[[ ENTRIES PROVIDED, beginning ]]

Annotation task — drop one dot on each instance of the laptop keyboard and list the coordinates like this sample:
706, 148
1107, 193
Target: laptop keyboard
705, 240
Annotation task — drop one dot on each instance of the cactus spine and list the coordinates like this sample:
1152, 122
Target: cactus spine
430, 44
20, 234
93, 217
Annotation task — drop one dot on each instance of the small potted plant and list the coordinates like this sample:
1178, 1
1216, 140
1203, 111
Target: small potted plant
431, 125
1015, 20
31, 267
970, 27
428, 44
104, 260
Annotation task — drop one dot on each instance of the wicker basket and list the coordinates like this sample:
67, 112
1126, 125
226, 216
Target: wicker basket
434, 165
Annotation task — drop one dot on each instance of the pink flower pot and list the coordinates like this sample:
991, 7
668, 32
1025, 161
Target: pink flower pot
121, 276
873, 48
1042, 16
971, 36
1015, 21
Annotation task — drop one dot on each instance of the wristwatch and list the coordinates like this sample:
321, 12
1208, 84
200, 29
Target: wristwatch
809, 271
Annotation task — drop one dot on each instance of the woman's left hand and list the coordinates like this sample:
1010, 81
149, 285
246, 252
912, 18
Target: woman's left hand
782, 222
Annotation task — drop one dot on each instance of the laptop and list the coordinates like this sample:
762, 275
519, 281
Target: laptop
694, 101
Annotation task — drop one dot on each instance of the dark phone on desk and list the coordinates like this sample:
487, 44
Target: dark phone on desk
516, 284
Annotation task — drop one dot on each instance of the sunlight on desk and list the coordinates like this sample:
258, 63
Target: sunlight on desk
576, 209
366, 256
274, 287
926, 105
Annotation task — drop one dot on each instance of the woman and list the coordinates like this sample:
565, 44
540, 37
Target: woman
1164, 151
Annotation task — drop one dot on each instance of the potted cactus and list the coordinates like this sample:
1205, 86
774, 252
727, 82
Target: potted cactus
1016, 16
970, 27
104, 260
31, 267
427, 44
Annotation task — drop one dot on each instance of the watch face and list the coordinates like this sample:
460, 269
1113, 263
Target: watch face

[[ ENTRIES PROVIDED, end ]]

Some lines above hold the word "face". Copy all of them.

◆ ANSWER TO THIS PROBLEM
Annotation task — drop one dot on each instance of the watch face and list the coordinates like this sample:
Target: watch face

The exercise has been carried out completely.